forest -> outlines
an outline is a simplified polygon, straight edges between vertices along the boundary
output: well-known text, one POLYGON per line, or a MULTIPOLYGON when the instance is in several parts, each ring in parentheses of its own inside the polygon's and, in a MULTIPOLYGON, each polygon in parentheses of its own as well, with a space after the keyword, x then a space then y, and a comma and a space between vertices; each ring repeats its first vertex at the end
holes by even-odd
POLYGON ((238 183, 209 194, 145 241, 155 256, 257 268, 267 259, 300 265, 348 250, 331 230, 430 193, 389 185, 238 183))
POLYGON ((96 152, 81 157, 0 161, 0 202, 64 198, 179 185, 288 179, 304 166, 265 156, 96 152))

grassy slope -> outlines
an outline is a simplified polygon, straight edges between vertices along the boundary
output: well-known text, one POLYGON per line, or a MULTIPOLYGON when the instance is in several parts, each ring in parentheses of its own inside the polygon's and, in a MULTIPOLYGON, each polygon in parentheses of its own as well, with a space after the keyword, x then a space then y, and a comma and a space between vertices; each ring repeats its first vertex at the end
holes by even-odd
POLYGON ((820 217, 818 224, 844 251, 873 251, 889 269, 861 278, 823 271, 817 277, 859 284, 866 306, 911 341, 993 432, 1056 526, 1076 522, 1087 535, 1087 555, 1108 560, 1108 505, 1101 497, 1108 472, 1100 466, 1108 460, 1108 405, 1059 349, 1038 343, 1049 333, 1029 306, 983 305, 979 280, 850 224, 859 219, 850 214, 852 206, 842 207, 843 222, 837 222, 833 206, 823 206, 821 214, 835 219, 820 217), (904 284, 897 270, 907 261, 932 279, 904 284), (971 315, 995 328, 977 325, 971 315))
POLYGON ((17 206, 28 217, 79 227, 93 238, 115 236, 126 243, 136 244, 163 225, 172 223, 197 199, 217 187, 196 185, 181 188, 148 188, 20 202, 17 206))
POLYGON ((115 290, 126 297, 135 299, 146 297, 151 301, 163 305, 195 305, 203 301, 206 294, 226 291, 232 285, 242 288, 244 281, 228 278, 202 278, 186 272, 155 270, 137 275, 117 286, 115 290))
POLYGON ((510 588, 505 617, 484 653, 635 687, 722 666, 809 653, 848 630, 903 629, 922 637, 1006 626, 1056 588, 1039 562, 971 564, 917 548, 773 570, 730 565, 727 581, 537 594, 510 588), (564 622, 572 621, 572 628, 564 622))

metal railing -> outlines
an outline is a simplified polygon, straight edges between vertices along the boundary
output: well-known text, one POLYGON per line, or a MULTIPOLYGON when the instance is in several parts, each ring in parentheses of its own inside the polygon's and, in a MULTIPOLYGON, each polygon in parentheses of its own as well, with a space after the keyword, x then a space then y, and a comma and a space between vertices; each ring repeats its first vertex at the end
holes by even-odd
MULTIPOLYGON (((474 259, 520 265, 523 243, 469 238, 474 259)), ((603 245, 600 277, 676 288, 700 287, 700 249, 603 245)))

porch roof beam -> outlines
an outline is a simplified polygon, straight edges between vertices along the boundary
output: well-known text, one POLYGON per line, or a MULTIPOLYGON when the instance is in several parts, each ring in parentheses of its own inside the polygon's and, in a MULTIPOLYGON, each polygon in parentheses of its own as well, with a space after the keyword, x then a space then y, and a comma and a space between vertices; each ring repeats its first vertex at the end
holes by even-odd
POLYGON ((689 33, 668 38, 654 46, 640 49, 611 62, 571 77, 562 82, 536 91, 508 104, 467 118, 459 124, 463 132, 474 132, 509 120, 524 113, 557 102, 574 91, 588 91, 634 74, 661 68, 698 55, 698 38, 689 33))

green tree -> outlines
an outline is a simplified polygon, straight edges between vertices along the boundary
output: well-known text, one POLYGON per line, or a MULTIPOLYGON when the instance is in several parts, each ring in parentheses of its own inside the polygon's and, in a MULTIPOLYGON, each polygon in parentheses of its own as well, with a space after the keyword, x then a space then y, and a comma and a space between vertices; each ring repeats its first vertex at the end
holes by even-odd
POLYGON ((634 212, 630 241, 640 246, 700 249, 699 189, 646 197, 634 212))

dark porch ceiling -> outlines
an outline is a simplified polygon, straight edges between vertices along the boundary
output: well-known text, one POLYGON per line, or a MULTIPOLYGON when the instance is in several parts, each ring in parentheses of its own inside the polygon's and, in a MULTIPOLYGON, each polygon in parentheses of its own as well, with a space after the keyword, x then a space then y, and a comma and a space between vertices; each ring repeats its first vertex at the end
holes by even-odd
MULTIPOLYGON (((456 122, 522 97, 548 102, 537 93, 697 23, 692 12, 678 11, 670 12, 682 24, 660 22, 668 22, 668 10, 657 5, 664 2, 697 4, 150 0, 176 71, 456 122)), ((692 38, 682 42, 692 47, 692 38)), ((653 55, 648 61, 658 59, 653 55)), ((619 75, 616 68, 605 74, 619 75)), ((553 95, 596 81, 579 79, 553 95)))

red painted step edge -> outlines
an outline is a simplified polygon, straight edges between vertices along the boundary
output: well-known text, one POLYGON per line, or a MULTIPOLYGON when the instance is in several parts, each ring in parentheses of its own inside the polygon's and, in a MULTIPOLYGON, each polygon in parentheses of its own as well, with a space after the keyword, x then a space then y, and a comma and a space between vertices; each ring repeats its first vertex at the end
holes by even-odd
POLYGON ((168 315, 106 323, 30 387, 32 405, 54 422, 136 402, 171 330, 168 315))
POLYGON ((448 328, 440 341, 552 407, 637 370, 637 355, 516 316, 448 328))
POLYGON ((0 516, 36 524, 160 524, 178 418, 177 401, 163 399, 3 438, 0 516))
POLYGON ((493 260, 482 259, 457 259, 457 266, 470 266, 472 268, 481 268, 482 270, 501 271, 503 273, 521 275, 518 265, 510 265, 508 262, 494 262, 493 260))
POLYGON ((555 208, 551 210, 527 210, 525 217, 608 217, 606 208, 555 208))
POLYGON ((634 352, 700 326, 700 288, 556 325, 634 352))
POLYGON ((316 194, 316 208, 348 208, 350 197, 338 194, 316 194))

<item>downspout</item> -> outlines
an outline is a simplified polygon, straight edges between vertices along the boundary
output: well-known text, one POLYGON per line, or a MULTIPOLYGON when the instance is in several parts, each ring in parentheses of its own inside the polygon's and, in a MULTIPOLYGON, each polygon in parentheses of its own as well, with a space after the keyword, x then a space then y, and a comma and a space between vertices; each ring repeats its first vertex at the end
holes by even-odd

◆ ◆ ◆ ◆

### THE PROBLEM
Copy all of the records above word for word, keeping every line in its original order.

### RESULT OF THIS EXERCISE
forest -> outlines
an outline is a simplified polygon, straight edges between vertices along the boundary
output: well-known text, one POLYGON per line, or a MULTIPOLYGON when the instance is in several parts, each ring in parentheses of its own inside the polygon's and, in a MULTIPOLYGON, each polygon in parentheses of its own as well, with a space after the keyword, x then a space then y, and a comma and a space between vertices; each ring repeats its first vertex at the end
holes by even-odd
POLYGON ((238 183, 209 194, 145 241, 155 256, 257 268, 267 259, 300 265, 348 250, 331 230, 430 193, 389 185, 238 183))
POLYGON ((96 152, 81 157, 0 161, 0 202, 64 198, 179 185, 288 179, 304 166, 265 156, 96 152))

grassy slope -> outlines
an outline is a simplified polygon, straight edges between vertices along the boundary
output: well-known text, one POLYGON per line, or a MULTIPOLYGON when the instance is in several parts, each ring in parentheses of its own inside the polygon's and, in a MULTIPOLYGON, each polygon in parentheses of its own as well, with a space after the keyword, x then a space then y, and a comma and a space between vertices; each ring repeats its first vertex at the end
holes by even-odd
POLYGON ((820 217, 818 224, 844 251, 873 251, 889 269, 861 278, 823 271, 817 277, 859 284, 866 306, 911 341, 993 432, 1056 526, 1076 522, 1087 535, 1087 555, 1108 560, 1108 505, 1101 497, 1108 472, 1100 466, 1108 460, 1108 405, 1059 349, 1038 343, 1049 333, 1029 306, 983 305, 979 280, 850 224, 859 219, 850 214, 852 206, 842 207, 843 222, 837 222, 833 206, 823 206, 821 214, 835 219, 820 217), (904 284, 897 270, 907 261, 932 279, 904 284), (971 315, 995 328, 977 325, 971 315))
POLYGON ((17 206, 28 217, 79 227, 93 238, 115 236, 126 243, 136 244, 163 225, 172 223, 197 199, 217 187, 196 185, 181 188, 148 188, 20 202, 17 206))
POLYGON ((115 290, 126 297, 135 299, 146 297, 151 301, 163 305, 195 305, 203 301, 206 294, 226 291, 232 285, 242 288, 244 281, 228 278, 202 278, 186 272, 155 270, 137 275, 117 286, 115 290))
POLYGON ((510 588, 505 617, 484 653, 635 687, 722 666, 809 653, 848 630, 903 629, 922 637, 1006 626, 1056 588, 1039 562, 971 564, 917 548, 773 570, 730 565, 727 581, 537 594, 510 588), (564 622, 572 621, 572 628, 564 622))

metal railing -> outlines
an outline is a simplified polygon, straight edges between vertices along the boundary
output: well-known text, one POLYGON per line, or a MULTIPOLYGON when the instance is in several parts, each ring in parentheses of its own inside the polygon's and, in a MULTIPOLYGON, each polygon in parentheses of its own as well, with a space after the keyword, x then a space then y, and a comma and a space between vertices; each ring repeats its first vertex at the end
holes by even-odd
MULTIPOLYGON (((474 259, 520 265, 523 243, 469 238, 474 259)), ((603 245, 600 277, 676 288, 700 287, 700 249, 603 245)))

porch roof beam -> outlines
an outline is a simplified polygon, straight edges between vertices along the boundary
output: well-known text, one POLYGON per line, or a MULTIPOLYGON when the instance is in several parts, each ring in parentheses of its own inside the polygon's and, in a MULTIPOLYGON, each polygon in parentheses of its own as well, with a space after the keyword, x then a space then y, and a comma and a space between vertices; each ring repeats its first vertex at the end
holes by even-odd
POLYGON ((689 33, 668 38, 654 46, 640 49, 611 62, 571 77, 562 82, 536 91, 508 104, 467 118, 459 124, 463 132, 474 132, 509 120, 524 113, 557 102, 574 91, 588 91, 634 74, 661 68, 698 55, 698 38, 689 33))

green tree -> outlines
an outline is a simplified polygon, straight edges between vertices along the boundary
output: well-known text, one POLYGON per line, or a MULTIPOLYGON when the instance is in several parts, each ring in parentheses of its own inside the polygon's and, in a MULTIPOLYGON, each polygon in parentheses of its own as well, with a space after the keyword, x then a space then y, and a comma and a space between vertices; each ring repeats its first vertex at the end
holes by even-odd
POLYGON ((634 212, 630 241, 640 246, 700 249, 699 189, 646 197, 634 212))

dark porch ceiling -> outlines
an outline is a simplified polygon, straight edges between vertices along the boundary
output: well-known text, one POLYGON per line, or a MULTIPOLYGON when the instance is in several parts, each ring in parentheses of its own inside the polygon's and, in a MULTIPOLYGON, each polygon in parentheses of its own as well, with a space after the keyword, x then a space then y, and a comma and a space between vertices; each ring repeats its first vertex at the end
holes by even-odd
MULTIPOLYGON (((456 122, 522 97, 548 102, 537 93, 697 23, 692 12, 678 11, 670 12, 682 24, 660 22, 668 22, 668 10, 657 5, 664 2, 697 4, 150 0, 176 71, 456 122)), ((692 38, 682 42, 692 47, 692 38)), ((653 55, 648 61, 658 59, 653 55)), ((619 75, 616 68, 605 74, 619 75)), ((553 95, 596 81, 579 79, 553 95)))

red painted step edge -> outlines
an outline is a simplified polygon, straight edges between vertices along the boundary
output: well-known text, one POLYGON per line, or a MULTIPOLYGON when the instance is in several parts, each ring in parentheses of its own inside the polygon's and, in a MULTIPOLYGON, each polygon in parentheses of its own as well, with a space after the keyword, x then a space then y, and a comma and a space between vertices; each ring repeats its first vertex at the end
holes by even-odd
POLYGON ((168 315, 106 323, 30 387, 32 405, 54 422, 136 402, 171 330, 168 315))
POLYGON ((448 328, 440 341, 552 407, 637 370, 637 355, 516 316, 448 328))
POLYGON ((0 516, 36 524, 160 524, 178 418, 177 401, 163 399, 3 438, 0 516))
POLYGON ((493 260, 482 259, 457 259, 457 266, 470 266, 472 268, 481 268, 482 270, 501 271, 503 273, 521 275, 518 265, 510 265, 508 262, 494 262, 493 260))
POLYGON ((555 208, 551 210, 527 210, 525 217, 608 217, 606 208, 555 208))
POLYGON ((634 352, 700 326, 700 288, 556 325, 634 352))
POLYGON ((316 194, 316 208, 348 208, 350 197, 338 194, 316 194))

<item>downspout</item> -> outlines
an outline is a simplified polygon, straight edges between vertices along the boundary
output: well-known text, one POLYGON per line, or a MULTIPOLYGON when the instance is in several parts, each ring in parentheses of its own inside the polygon's and, in a MULTIPOLYGON, each polygon in parentheses of its own as well, with a space after the keyword, x then a space then y, and a comma and a space between vertices; each ring repeats its first vertex at the end
holes by even-odd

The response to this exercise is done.